• [Exercise goal]: Return each line of the material below that contains the string "hull". Case counts.
-- start of Entries provided --
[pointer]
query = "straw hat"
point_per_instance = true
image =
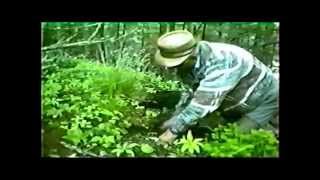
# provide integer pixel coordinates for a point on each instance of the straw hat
(174, 48)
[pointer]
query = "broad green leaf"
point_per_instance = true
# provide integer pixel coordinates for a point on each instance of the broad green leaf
(146, 148)
(130, 152)
(189, 135)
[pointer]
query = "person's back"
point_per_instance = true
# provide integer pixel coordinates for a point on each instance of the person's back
(225, 78)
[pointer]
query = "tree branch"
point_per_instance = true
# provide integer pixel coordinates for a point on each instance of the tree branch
(81, 43)
(95, 32)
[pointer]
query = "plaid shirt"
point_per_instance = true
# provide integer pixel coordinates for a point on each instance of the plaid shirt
(218, 70)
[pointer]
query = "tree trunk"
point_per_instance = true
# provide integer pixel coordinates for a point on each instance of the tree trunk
(172, 26)
(102, 45)
(163, 28)
(142, 36)
(204, 31)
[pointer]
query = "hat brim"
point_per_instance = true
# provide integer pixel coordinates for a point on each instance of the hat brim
(169, 62)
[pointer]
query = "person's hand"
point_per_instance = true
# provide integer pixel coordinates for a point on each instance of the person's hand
(168, 137)
(167, 123)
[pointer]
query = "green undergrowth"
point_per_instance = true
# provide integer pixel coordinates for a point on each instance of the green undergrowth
(98, 113)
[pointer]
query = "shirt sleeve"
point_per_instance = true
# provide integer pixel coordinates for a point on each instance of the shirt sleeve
(219, 79)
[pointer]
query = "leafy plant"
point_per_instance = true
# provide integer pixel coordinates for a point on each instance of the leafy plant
(190, 144)
(228, 141)
(146, 148)
(125, 148)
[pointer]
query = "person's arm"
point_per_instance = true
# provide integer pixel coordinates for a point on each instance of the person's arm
(218, 81)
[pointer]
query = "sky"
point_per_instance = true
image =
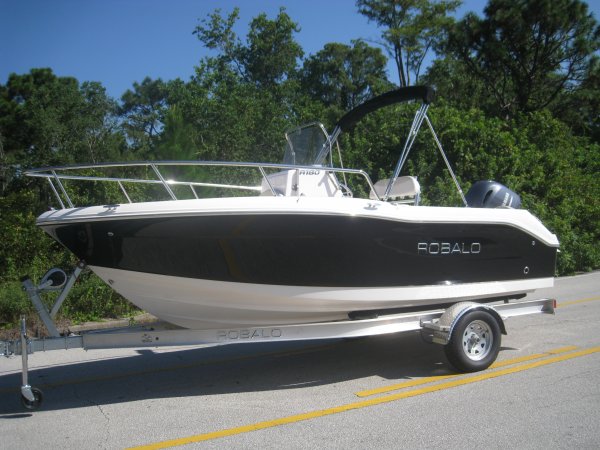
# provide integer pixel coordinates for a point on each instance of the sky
(119, 42)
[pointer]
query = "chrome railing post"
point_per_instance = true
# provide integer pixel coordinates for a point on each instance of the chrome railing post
(163, 181)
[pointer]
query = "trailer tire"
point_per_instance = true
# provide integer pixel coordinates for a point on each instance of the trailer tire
(475, 342)
(36, 403)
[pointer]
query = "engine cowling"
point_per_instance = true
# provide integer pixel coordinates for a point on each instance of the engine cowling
(491, 194)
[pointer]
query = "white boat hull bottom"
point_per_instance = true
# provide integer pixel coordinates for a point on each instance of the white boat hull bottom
(205, 304)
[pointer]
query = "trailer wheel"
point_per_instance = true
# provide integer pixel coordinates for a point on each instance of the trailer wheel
(36, 403)
(475, 342)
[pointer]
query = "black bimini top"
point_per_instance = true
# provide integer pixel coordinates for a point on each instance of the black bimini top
(424, 93)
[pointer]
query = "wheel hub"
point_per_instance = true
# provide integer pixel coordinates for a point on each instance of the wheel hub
(477, 340)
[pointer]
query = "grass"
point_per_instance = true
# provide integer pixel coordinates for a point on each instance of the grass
(89, 300)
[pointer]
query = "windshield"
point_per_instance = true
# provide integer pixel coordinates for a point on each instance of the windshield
(303, 144)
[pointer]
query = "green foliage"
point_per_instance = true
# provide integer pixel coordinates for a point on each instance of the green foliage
(508, 111)
(411, 29)
(527, 52)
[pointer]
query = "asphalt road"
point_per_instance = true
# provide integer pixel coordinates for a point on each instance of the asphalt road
(380, 392)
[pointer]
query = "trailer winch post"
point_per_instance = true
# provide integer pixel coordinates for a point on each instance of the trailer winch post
(33, 292)
(25, 387)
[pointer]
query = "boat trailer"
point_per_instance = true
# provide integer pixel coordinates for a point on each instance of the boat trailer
(469, 331)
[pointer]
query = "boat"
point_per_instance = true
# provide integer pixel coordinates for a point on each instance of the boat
(293, 244)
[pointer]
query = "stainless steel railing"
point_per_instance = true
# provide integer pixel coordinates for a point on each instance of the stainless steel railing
(55, 175)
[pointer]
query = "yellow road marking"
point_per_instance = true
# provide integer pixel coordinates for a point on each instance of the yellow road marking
(427, 380)
(364, 403)
(576, 302)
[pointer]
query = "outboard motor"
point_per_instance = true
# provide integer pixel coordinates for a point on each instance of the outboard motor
(491, 194)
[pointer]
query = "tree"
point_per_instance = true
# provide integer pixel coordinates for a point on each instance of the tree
(50, 120)
(269, 55)
(344, 76)
(412, 29)
(527, 52)
(143, 110)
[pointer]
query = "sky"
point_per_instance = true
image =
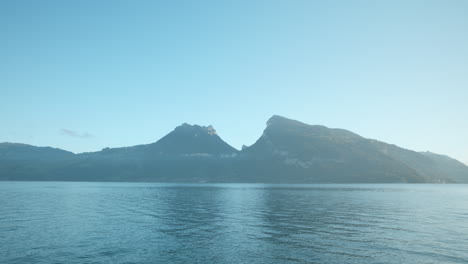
-- end of Entries provided --
• [Task answer]:
query = "white boat hull bottom"
# provide integer pixel coordinates for a point on each instance of the white boat hull bottom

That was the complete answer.